[Stated problem]
Copy each of the following records verbatim, line for line.
-- START OF Listed entries --
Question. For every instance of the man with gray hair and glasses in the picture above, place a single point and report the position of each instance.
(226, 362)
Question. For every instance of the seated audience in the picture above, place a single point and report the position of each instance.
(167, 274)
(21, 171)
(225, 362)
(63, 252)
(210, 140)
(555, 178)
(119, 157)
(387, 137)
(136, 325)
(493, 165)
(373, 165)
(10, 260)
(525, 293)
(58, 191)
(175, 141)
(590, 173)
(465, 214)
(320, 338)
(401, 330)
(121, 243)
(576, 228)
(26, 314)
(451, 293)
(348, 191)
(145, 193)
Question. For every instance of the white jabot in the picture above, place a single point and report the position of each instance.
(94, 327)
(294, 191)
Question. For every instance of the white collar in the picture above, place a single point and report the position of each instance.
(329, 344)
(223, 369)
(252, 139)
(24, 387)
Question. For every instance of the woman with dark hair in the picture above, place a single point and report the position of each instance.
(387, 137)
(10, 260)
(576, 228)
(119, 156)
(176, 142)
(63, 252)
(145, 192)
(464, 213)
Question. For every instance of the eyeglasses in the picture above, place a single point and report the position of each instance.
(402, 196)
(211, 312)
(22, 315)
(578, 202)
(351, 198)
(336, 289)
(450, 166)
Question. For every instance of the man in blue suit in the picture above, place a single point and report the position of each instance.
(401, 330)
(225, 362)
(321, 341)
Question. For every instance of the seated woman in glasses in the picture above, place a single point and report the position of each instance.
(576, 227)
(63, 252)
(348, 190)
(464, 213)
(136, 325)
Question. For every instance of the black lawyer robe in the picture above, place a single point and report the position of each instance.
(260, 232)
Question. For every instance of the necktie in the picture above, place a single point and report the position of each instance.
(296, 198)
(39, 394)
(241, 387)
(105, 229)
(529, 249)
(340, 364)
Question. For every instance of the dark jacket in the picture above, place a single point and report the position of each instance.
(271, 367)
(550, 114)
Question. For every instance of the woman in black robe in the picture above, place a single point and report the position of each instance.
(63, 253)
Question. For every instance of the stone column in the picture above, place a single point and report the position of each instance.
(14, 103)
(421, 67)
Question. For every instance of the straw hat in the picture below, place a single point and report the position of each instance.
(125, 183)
-- END OF Listed entries --
[Output for this task]
Question. For every instance of the man with gray hair and glasses in the picture above, place a single point and report the position of each instance.
(226, 362)
Question. For every instance of the seated audience in the picture above, place a single point and report the position of each instance.
(167, 274)
(21, 171)
(225, 362)
(63, 252)
(210, 140)
(555, 178)
(119, 157)
(387, 137)
(136, 325)
(493, 165)
(373, 165)
(10, 260)
(525, 293)
(58, 191)
(175, 141)
(590, 173)
(465, 214)
(320, 338)
(401, 330)
(121, 243)
(576, 228)
(26, 314)
(451, 293)
(348, 191)
(145, 193)
Question. For every instance of the white jabot in the picture above, place a single point and report the position of each instance.
(94, 327)
(294, 191)
Question. For every instance of the white collar in the picture above, place a single point and report the position of each instance.
(329, 344)
(223, 369)
(252, 139)
(24, 387)
Question. For every instance of the woman with dark hair in the picture above, place a single point and report the position of each instance.
(387, 137)
(10, 260)
(576, 228)
(119, 156)
(176, 142)
(63, 252)
(145, 192)
(464, 213)
Question. For every instance of the eyeglasses in the picture above, place a single point and report the position of each instance.
(402, 196)
(211, 312)
(22, 315)
(578, 202)
(351, 198)
(336, 289)
(450, 166)
Question. For every instance of the man in blue suit in the picture above, place a single point and report the position of each instance.
(401, 330)
(225, 362)
(321, 341)
Question. For every instance of the seated woman in glasses in the picture above, place a single point and report the position of each instance.
(576, 227)
(63, 252)
(348, 190)
(464, 213)
(136, 325)
Question. For every instance of the black lawyer robe in the picture above, place a single point and report the position of each instance.
(260, 232)
Question. For every instance of the necktie in the picture above, place a single point and report the position of each instance.
(296, 198)
(39, 394)
(241, 387)
(105, 229)
(529, 249)
(340, 364)
Question. For every instance of the dark jacket in the picture above, place a single point and report the position of each instance.
(271, 367)
(550, 114)
Question. For every instance of the woman in black robe in the picture above, place a single point and report the position of each instance.
(63, 253)
Question. For every instance of the stone column in the picture above, place a single point and report the position of each instance.
(14, 103)
(421, 67)
Question. For every instance of the straw hat in the picture below, place a single point and report the position of each instance.
(125, 183)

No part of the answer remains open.